◆ **DOCUMENT PASSAGE**

*** Begin section ***

Dr. Ena Ray Banerjee
is an Associate Professor of Zoology at the University of Calcutta, India, where she heads the department’s Immunobiology and Regenerative Research Unit. Her interests are manifold but centered around translational outcomes research in the life sciences by exploring various facets of drug discovery. She has also formed a Consortium of experts from various disciplines to explore biodiversity through bioprospecting and converting them into bioresources currency but in an economically viable and ecologically and environmentally sustainable model.
An alumnus of the premiere educational institutions Lady Brabourne College and Gokhale Memorial Girls’ school, Dr. Banerjee has trained in immunobiology, immune modulation in inflammation and cytokine mediated inflammation at the Indian Institute of Chemical Biology and at the University of Washington School of Medicine, Seattle, USA. She led an asthma drug discovery project at Advinus Therapeutics, a TATA Enterprise. Her experience of working in academia and industry in India and the US prepared her for a unique role – that of translational research in the life sciences. Her large team of researchers at the Dept. of Zoology, University of Calcutta works on developing technology-intensive processes and products, developing animal models of diseases for screening novel drug entities, models of developmental biology, or bioresources from local biodiversity. The group engages in drug discovery using novel drugs (small molecules), herbal extracts (functional food), probiotics (neutraceuticals), novel antibody-mediated (camelid antibody) and cells (tissue engineering of stem cells of embryonic origin, adult tissue origin and umbilical cord-derived) in inflammatory disease models (tissue-specific inflammation in the lung and systemic inflammation) and degenerative disease models. She has published widely in premiere scientific journals and has spearheaded the rejuvenation of a world-class heritage museum because she believes that to do bioprospecting and molecular drug discovery, knowing and respecting our biodiversity is key. Through her efforts, this archived faunal repository is positioned to become a center of excellence for technology-based capacity building and an important educational interpretive center.

*** End section ***

◆ **PROVIDED MATERIAL**

*** Begin section ***

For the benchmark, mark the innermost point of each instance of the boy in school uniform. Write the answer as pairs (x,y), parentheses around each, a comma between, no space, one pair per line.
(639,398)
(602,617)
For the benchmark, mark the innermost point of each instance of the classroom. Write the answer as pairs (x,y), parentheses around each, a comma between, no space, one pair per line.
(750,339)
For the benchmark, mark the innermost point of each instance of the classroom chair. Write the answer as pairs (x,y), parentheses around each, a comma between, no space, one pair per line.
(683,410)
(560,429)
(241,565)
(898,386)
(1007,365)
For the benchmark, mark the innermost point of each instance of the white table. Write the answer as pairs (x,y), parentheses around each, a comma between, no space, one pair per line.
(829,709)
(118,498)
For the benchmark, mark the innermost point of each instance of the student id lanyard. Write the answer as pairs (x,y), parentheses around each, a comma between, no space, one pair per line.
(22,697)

*** End section ***

Reproduce a passage from the biography of Dr. Ena Ray Banerjee word for word, beginning with "Dr. Ena Ray" and ending after "environmentally sustainable model.". The entries have no connection to the biography.

Dr. Ena Ray Banerjee
is an Associate Professor of Zoology at the University of Calcutta, India, where she heads the department’s Immunobiology and Regenerative Research Unit. Her interests are manifold but centered around translational outcomes research in the life sciences by exploring various facets of drug discovery. She has also formed a Consortium of experts from various disciplines to explore biodiversity through bioprospecting and converting them into bioresources currency but in an economically viable and ecologically and environmentally sustainable model.